begin DOCUMENT SECTION
The move suggests that private equity firm MBK Partners Ltd., which acquired Homeplus in 2015 and later filed for court receivership, is now seeking relief from mounting lease and financial obligations.

According to documents submitted to the court, Homeplus stated that its restructuring plan must prioritize reducing fixed costs and financial burdens.

The retailer acknowledged that despite generating cash flow from operations, it is insufficient to cover lease liabilities and debt repayments, leading to negative financial cash flow.

As of January, Homeplus carried total liabilities of 8.5 trillion won ($5.8 billion), including 2.4 trillion won in lease liabilities, of which 1.01 trillion won is due within a year.

The company also holds 1.1 trillion won in redeemable convertible preferred shares, 1.6 trillion won in long-term borrowings, 550.5 billion won in trade payables, and 381.9 billion won in short-term debt.

A significant portion of these liabilities stems from lease payments following MBK’s sale and leaseback strategy, in which the company sold 15 stores for 1.86 trillion won but continued leasing the spaces.

As store lease costs surged amid a struggling retail sector, Homeplus’s financial structure weakened, leading to growing debt.

The company currently operates 126 stores nationwide, of which 58 are company-owned and 68 are leased.

However, even its company-owned properties were used as collateral for a 1.2 trillion won loan from Meritz Financial Group, adding financial strain.

Homeplus’s annual lease payments for its 68 rented stores total about 400 billion won, meaning the company pays close to 5 billion won per store each month.

A retail industry source noted that monthly rents for large retail stores in metropolitan areas typically range from 200 million to 300 million won, suggesting that Homeplus may have agreed to excessively high lease terms during its sale-and-leaseback deals.

The company’s filing also estimated that its cash shortfall, which reached 18.4 billion won on March 17, could rise to 739.5 billion won by the end of May.

Homeplus argued that it had no viable option to secure liquidity after its credit rating downgrade, necessitating a proactive approach to restructuring.

Meanwhile, some suppliers have begun halting deliveries to the embattled retailer. Seoul Milk, Korea’s largest dairy producer, stopped supplying products to Homeplus and Homeplus Express as of Thursday.

“There are currently no plans to resume deliveries,” said a Seoul Milk official, adding that discussions on payment terms are ongoing.

Nongshim, the country’s top instant noodle maker, also temporarily suspended deliveries to Homeplus from March 19 to 20.
end DOCUMENT SECTION
begin MATERIAL SUPPLIED
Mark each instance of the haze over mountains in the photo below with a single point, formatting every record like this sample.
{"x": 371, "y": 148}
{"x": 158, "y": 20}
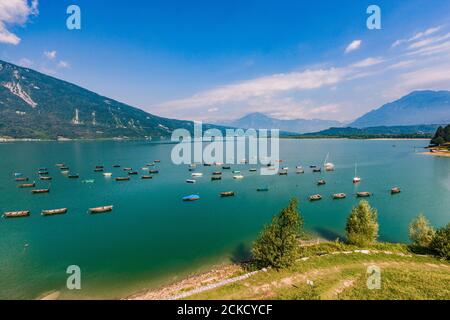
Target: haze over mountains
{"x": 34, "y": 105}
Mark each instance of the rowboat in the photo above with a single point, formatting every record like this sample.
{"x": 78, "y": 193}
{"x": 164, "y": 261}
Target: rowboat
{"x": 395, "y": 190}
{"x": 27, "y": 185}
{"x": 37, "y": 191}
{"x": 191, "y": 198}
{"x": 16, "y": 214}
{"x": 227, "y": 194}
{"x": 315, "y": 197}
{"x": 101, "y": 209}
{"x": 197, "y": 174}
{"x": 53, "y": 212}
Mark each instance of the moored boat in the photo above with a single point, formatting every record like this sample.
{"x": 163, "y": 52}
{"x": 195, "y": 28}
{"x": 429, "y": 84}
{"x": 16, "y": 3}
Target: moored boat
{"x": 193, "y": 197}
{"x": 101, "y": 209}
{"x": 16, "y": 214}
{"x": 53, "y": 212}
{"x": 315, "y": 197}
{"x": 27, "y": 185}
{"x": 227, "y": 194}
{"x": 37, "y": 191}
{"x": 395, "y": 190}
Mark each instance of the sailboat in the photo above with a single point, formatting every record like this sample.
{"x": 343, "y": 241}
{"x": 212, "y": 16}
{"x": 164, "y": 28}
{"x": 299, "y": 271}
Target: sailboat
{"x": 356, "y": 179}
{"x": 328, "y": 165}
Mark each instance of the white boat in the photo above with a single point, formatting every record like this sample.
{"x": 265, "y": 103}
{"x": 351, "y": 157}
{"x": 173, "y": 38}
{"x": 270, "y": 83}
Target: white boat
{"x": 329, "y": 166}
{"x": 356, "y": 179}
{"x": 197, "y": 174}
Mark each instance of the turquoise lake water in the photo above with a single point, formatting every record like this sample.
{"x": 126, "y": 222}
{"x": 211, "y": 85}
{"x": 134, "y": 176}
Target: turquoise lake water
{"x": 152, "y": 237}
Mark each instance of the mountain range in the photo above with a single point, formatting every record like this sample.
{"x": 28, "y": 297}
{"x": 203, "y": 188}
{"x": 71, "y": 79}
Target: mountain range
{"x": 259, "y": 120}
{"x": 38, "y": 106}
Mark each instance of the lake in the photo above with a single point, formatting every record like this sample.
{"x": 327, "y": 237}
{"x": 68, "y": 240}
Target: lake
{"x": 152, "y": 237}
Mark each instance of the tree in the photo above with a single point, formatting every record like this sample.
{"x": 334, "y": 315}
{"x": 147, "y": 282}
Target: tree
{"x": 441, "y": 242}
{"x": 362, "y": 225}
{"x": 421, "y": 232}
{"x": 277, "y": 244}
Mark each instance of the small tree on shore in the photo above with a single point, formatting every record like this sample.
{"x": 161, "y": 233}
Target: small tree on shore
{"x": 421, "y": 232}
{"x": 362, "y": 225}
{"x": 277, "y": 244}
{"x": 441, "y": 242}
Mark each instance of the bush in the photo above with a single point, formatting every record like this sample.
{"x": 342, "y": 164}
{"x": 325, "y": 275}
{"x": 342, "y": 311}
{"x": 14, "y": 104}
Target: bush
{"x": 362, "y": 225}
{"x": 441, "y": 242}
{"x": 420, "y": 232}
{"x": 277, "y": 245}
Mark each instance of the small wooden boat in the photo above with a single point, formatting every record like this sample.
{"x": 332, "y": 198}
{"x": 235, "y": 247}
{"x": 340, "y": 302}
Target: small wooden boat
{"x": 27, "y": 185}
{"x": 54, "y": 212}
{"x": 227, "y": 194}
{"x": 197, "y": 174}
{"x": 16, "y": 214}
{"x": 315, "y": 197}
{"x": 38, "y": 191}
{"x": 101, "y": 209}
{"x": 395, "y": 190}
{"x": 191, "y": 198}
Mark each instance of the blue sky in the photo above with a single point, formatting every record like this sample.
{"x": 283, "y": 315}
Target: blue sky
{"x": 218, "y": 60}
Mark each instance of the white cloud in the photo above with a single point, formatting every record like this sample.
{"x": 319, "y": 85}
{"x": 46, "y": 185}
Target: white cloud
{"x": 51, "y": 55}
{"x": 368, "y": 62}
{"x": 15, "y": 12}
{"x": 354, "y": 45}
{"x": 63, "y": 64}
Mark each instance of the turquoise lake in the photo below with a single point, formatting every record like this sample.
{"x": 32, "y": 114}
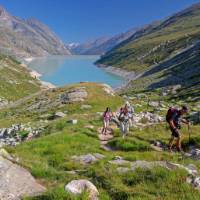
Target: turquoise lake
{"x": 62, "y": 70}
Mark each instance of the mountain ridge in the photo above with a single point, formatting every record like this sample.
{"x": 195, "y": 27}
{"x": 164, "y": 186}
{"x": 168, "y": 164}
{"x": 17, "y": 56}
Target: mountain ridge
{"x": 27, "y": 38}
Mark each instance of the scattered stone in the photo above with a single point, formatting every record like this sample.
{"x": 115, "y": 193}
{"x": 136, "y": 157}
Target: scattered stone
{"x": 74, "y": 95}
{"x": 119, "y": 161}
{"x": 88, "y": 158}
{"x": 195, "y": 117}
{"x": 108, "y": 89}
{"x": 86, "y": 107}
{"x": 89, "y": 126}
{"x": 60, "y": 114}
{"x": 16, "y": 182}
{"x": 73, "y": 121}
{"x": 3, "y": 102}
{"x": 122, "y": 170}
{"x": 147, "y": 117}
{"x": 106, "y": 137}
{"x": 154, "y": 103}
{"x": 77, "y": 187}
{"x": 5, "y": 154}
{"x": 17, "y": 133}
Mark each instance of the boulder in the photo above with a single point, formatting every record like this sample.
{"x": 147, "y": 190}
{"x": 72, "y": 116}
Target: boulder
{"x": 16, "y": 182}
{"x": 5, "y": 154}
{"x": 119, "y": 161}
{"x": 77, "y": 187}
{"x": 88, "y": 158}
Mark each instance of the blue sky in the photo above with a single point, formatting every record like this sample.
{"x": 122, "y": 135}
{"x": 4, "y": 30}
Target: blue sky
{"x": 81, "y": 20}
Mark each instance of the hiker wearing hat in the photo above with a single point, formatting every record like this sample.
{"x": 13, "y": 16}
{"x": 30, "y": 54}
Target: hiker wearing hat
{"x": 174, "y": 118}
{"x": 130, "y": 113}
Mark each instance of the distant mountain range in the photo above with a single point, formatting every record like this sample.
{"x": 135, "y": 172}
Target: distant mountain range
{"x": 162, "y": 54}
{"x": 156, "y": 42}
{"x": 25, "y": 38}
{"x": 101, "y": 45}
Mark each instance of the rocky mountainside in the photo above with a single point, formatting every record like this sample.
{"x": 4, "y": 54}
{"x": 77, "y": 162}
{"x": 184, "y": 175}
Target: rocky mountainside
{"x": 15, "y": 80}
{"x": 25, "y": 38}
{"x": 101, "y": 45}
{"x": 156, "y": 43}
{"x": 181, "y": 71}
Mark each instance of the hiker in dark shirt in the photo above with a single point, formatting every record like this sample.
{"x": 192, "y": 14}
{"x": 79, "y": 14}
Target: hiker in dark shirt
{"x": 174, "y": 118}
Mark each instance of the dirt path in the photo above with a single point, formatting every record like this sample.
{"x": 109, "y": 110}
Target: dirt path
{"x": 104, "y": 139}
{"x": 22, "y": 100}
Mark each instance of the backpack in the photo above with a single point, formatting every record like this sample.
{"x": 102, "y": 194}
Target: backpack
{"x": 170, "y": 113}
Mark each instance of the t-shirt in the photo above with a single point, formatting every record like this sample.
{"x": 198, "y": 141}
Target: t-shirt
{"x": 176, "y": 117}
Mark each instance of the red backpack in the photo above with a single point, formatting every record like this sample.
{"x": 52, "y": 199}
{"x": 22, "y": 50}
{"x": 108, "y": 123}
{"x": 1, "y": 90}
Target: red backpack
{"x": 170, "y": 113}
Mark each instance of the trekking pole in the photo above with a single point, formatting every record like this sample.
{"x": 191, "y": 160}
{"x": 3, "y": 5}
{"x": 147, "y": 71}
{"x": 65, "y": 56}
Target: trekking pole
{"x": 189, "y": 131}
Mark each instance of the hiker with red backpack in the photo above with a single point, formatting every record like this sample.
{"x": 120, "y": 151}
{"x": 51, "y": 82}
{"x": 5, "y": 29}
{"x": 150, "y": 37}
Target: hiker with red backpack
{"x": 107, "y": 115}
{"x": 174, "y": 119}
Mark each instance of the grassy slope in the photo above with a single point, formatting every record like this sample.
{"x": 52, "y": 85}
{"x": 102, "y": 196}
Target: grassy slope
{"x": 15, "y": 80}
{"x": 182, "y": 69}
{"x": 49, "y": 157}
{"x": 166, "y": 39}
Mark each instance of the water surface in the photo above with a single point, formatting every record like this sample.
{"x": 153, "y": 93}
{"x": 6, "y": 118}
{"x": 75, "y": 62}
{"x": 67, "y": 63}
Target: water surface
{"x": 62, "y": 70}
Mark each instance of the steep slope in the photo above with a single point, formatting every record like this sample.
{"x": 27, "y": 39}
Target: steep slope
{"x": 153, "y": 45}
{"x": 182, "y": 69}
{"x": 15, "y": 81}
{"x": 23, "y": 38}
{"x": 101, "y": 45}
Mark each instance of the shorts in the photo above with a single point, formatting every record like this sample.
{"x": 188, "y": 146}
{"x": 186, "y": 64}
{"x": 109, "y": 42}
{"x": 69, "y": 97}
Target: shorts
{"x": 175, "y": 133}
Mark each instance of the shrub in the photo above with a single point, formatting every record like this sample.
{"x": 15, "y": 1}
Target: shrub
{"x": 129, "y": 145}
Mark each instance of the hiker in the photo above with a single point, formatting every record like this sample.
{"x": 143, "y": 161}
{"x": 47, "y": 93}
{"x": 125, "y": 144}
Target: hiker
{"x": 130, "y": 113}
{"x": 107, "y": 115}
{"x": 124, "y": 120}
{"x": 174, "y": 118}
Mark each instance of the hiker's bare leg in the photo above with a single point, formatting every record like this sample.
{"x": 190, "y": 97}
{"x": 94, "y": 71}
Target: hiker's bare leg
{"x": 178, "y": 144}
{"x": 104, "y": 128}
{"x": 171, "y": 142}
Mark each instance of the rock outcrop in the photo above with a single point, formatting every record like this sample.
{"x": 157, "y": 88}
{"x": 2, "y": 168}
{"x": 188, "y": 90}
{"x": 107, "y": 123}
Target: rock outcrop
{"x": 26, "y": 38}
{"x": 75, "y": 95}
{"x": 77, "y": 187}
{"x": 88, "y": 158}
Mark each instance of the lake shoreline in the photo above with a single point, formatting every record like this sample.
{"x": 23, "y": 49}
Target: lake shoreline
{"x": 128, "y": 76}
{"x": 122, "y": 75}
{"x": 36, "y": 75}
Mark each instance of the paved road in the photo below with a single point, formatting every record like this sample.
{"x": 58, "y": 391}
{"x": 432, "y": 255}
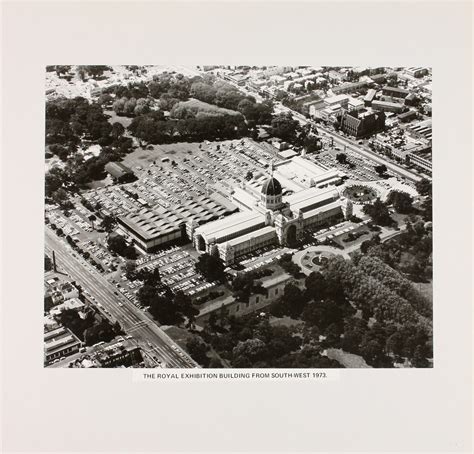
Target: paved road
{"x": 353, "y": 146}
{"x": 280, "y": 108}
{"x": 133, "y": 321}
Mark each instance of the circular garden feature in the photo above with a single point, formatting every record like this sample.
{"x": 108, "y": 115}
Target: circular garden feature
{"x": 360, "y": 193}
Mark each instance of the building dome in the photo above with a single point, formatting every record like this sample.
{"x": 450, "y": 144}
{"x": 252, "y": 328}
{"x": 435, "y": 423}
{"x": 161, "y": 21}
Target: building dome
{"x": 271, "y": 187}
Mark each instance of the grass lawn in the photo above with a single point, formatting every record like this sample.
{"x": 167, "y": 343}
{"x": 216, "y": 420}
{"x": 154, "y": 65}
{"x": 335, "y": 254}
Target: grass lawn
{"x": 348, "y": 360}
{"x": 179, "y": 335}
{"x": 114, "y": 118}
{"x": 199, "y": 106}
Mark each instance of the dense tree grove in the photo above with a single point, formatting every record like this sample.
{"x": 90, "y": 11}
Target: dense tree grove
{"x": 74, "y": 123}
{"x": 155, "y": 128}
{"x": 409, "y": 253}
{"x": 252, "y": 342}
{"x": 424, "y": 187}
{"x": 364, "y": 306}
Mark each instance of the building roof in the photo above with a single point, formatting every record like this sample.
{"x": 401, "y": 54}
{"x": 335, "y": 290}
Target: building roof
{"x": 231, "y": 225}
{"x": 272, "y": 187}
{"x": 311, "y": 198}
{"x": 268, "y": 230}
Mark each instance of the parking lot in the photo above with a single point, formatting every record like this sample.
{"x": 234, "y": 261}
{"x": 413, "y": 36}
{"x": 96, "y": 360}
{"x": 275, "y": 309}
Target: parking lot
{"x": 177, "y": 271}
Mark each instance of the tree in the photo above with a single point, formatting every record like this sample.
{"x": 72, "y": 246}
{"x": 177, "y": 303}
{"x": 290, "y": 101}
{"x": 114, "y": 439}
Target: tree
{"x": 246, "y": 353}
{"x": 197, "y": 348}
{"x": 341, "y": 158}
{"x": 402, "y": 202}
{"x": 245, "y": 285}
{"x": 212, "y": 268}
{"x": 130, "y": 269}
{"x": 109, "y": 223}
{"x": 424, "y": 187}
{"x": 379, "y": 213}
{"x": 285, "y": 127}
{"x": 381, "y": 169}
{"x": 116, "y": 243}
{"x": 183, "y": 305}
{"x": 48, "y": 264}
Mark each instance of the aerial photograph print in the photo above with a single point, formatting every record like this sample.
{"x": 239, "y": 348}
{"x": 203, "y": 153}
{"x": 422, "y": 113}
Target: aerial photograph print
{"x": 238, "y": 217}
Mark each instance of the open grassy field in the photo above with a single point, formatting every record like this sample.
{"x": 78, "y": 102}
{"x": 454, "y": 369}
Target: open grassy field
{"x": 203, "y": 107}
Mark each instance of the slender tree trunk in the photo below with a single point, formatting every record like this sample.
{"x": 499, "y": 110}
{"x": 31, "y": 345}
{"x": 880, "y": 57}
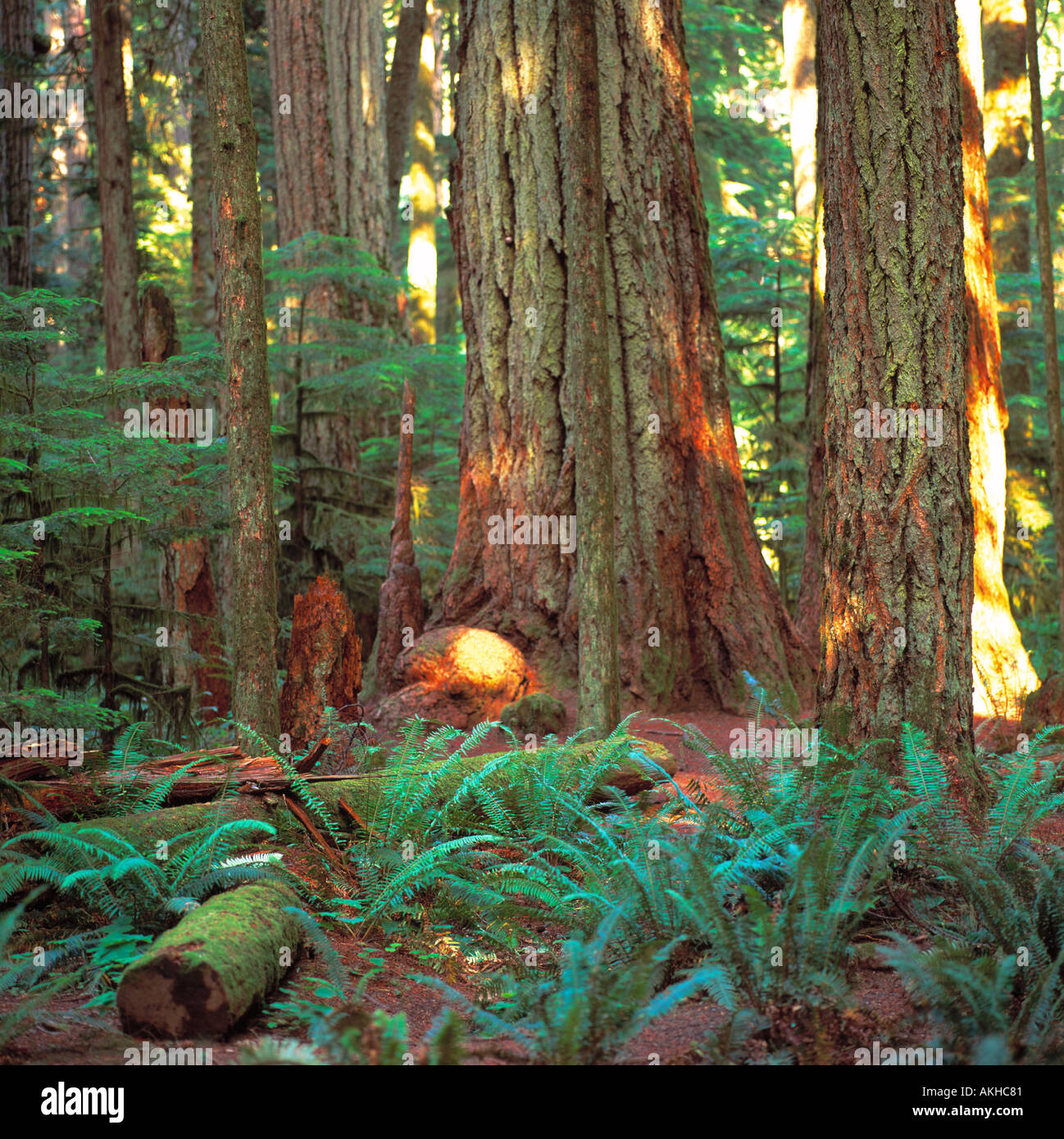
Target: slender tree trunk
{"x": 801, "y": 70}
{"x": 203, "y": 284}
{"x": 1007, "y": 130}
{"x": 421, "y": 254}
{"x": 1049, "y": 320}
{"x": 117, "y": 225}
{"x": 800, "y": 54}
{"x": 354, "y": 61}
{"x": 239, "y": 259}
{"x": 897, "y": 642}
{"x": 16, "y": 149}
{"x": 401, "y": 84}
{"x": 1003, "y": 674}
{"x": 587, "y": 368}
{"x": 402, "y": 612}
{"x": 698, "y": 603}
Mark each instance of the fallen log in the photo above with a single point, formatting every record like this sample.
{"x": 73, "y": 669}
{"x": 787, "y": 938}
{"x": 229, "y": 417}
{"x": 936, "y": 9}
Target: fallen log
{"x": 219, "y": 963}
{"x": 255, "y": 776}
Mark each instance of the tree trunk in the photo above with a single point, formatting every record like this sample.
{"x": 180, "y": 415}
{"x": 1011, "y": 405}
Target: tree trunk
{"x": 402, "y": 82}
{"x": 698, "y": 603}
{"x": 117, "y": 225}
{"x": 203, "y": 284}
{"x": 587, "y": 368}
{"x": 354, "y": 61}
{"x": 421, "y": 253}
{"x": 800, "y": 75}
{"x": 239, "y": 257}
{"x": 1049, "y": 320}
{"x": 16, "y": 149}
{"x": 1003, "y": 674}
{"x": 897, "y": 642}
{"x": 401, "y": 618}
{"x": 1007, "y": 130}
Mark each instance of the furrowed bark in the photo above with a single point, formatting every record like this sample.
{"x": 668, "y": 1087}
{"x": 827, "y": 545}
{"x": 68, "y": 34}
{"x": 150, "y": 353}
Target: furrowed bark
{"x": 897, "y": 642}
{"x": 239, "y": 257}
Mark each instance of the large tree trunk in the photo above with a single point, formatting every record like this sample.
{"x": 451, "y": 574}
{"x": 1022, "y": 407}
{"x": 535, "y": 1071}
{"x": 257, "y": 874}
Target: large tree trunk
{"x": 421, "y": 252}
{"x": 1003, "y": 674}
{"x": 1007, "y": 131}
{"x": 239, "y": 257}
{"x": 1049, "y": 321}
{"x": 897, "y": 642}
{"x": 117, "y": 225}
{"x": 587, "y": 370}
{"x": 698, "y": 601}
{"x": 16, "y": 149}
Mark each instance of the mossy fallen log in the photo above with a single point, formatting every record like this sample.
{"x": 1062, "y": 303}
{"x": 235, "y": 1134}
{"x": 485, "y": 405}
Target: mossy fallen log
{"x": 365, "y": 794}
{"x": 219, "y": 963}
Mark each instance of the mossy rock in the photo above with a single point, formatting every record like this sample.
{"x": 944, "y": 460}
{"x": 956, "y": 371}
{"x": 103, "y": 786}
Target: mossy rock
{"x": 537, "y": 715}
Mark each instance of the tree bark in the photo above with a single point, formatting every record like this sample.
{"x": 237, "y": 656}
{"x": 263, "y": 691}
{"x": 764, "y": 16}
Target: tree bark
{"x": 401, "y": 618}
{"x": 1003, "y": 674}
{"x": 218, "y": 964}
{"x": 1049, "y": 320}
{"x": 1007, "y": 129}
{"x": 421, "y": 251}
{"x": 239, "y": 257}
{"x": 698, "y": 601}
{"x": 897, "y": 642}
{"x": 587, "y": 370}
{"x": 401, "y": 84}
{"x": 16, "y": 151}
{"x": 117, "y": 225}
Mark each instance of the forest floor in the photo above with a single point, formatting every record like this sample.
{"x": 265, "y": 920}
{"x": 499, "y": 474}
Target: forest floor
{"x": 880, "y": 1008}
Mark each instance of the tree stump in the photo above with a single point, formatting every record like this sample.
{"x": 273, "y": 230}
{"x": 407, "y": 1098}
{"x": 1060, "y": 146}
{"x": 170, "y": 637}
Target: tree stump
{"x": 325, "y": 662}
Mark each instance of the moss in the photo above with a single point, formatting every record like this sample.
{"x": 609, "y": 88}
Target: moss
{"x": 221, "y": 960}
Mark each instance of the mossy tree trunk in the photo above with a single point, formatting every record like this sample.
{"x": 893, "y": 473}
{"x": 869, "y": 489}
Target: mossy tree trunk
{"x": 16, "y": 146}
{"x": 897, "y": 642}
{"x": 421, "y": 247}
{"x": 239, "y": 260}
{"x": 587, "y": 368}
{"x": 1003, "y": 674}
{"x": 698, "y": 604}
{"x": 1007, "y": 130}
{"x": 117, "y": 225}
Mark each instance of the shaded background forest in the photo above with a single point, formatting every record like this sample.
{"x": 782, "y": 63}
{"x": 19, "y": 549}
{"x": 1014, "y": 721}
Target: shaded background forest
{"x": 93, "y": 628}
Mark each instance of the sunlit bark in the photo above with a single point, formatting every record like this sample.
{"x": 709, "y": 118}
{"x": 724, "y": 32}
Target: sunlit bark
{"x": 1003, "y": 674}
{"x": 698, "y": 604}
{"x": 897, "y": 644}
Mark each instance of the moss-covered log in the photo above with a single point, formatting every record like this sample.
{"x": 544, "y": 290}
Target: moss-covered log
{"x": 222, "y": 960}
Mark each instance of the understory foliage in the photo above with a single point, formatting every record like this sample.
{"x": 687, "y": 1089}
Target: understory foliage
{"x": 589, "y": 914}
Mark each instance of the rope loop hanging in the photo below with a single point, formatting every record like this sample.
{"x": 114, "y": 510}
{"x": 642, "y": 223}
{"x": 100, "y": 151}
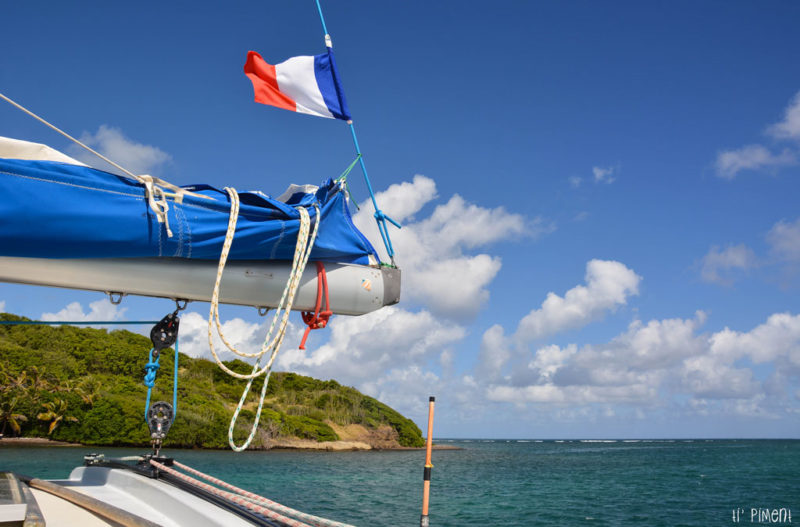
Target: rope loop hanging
end MATERIAL SUPPLIED
• [TASKS AND EXERCISES]:
**A.** Using the article on Homeplus, decide whether each statement agrees with the text. For each one, answer yes or no and quote the words that settle it. (i) Homeplus runs 126 stores, 58 company-owned and 68 leased. (ii) MBK Partners bought Homeplus in 2017. (iii) Seoul Milk plans to resume deliveries to Homeplus.
**B.** Transcribe the article on Homeplus word for word from "Homeplus’s annual lease" to "end of May.".
Nothing here depends on the data.

• [EXERCISE RESULTS]:
**A.**
(i) Yes: "The company currently operates 126 stores nationwide, of which 58 are company-owned and 68 are leased."
(ii) No: "MBK Partners Ltd., which acquired Homeplus in 2015"
(iii) No: "There are currently no plans to resume deliveries"

**B.**
Homeplus’s annual lease payments for its 68 rented stores total about 400 billion won, meaning the company pays close to 5 billion won per store each month.

A retail industry source noted that monthly rents for large retail stores in metropolitan areas typically range from 200 million to 300 million won, suggesting that Homeplus may have agreed to excessively high lease terms during its sale-and-leaseback deals.

The company’s filing also estimated that its cash shortfall, which reached 18.4 billion won on March 17, could rise to 739.5 billion won by the end of May.